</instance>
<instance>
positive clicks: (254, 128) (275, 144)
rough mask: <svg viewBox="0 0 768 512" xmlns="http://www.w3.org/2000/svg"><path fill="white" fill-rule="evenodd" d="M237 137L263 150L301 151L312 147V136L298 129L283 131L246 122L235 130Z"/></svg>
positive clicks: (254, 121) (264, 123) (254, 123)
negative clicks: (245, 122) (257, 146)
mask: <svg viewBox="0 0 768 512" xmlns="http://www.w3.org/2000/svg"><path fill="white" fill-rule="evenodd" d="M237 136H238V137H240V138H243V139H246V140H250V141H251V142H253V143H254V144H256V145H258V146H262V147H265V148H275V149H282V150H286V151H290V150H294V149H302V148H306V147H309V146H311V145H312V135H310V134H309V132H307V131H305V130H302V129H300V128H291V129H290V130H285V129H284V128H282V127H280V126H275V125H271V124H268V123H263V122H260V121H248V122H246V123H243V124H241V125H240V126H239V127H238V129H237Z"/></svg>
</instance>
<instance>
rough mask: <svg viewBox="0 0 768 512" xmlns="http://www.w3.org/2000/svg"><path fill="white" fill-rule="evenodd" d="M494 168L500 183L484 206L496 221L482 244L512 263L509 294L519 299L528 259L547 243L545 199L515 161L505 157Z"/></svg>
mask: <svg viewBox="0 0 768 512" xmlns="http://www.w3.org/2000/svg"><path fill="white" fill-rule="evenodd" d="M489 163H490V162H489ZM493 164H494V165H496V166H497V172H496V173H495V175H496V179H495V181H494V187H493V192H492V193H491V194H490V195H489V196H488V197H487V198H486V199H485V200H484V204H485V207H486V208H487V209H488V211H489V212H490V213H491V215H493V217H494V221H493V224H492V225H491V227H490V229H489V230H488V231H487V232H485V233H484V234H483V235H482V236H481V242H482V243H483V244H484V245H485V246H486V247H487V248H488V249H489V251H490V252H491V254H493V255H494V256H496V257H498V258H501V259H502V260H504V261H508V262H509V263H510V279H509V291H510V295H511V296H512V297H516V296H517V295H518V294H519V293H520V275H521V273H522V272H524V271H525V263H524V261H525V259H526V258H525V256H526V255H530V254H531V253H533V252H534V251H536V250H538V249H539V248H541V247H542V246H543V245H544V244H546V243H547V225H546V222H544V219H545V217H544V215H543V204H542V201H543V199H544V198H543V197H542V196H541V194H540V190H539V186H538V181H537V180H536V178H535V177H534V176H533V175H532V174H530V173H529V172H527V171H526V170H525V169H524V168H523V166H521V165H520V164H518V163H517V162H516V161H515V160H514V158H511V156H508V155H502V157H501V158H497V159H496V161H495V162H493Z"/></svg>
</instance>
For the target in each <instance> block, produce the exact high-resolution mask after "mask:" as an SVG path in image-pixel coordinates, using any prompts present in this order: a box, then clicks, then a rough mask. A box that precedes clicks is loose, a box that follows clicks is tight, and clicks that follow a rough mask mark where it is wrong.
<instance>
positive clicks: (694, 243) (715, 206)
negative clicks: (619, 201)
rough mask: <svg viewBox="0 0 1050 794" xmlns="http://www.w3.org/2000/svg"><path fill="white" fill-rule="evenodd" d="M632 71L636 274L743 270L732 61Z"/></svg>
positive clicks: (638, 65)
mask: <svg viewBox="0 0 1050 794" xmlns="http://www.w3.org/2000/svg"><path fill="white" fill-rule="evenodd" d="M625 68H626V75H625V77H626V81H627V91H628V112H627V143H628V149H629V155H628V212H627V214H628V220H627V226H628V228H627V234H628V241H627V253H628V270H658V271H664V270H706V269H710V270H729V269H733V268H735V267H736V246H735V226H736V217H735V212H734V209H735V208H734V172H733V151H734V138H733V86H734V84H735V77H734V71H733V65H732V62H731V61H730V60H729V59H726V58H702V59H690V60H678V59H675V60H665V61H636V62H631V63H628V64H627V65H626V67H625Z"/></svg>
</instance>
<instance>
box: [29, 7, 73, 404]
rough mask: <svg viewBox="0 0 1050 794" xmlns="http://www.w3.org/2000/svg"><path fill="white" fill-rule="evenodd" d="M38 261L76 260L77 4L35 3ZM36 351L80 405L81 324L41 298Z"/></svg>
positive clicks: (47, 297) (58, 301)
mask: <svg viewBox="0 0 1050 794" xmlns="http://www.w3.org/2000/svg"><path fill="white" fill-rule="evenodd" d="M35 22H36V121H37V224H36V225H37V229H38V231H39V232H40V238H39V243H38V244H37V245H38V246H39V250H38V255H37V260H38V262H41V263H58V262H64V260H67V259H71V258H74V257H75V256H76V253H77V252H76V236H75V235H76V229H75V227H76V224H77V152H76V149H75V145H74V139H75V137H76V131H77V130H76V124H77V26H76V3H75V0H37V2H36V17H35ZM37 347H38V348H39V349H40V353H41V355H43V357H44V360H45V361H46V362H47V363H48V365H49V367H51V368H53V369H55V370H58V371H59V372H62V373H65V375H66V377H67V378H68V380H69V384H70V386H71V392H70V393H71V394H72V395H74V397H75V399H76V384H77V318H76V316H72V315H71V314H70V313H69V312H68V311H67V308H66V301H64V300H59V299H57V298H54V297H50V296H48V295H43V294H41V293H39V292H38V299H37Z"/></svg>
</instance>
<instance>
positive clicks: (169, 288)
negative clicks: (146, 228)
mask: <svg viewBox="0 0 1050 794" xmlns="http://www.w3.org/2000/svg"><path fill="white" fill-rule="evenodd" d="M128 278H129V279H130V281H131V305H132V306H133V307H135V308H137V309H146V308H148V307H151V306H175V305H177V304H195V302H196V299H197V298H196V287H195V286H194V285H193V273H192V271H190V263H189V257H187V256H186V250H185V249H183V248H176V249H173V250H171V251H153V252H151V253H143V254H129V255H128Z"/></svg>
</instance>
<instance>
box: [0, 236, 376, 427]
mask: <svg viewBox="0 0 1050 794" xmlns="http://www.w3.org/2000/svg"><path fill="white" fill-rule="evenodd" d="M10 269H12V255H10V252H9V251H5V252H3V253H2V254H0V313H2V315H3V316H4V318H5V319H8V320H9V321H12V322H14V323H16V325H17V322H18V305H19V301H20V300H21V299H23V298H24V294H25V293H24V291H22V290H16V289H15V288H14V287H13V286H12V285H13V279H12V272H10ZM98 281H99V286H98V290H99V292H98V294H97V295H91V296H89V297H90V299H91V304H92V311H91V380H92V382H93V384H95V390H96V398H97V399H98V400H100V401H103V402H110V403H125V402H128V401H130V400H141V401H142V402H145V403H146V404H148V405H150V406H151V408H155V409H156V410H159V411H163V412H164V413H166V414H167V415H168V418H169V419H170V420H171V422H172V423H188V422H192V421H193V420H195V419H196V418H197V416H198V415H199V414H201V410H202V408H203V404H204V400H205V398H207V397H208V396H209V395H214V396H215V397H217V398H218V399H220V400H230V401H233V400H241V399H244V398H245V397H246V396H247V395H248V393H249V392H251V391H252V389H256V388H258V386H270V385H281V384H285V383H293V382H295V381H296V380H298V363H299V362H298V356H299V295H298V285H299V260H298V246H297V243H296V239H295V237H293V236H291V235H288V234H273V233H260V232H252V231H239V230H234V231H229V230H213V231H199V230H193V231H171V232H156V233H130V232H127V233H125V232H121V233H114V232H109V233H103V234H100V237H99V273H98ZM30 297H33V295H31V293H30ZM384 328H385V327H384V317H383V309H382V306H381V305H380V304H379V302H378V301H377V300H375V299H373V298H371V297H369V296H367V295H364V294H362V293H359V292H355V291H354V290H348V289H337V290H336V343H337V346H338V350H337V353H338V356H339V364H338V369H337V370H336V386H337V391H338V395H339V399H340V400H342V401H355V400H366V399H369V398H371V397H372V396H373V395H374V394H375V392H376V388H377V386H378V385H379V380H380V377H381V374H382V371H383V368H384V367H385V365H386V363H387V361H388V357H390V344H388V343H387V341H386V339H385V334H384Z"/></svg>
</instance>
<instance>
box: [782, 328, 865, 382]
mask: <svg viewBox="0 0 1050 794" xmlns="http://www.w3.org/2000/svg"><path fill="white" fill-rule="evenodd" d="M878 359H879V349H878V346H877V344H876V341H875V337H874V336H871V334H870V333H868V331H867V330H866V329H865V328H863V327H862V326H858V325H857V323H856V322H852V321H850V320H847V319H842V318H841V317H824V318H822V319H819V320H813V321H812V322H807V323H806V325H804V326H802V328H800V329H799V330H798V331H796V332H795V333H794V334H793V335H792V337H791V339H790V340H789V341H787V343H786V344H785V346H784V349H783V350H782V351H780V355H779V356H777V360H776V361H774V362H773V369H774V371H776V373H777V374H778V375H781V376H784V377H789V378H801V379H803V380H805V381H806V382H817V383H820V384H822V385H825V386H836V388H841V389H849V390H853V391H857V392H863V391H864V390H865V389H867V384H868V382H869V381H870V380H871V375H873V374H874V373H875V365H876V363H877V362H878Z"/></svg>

□ □ □ □ □

> **Instructions to follow**
Please, from the material above, copy only the lines from the line with "positive clicks: (254, 128) (275, 144)" up to and including the line with "positive clicks: (254, 121)", exactly as written.

> **Solution to this exercise**
positive clicks: (254, 128) (275, 144)
rough mask: <svg viewBox="0 0 768 512" xmlns="http://www.w3.org/2000/svg"><path fill="white" fill-rule="evenodd" d="M237 137L263 150L301 151L312 147V136L298 129L283 131L246 122L235 130Z"/></svg>
positive clicks: (254, 121) (264, 123) (254, 123)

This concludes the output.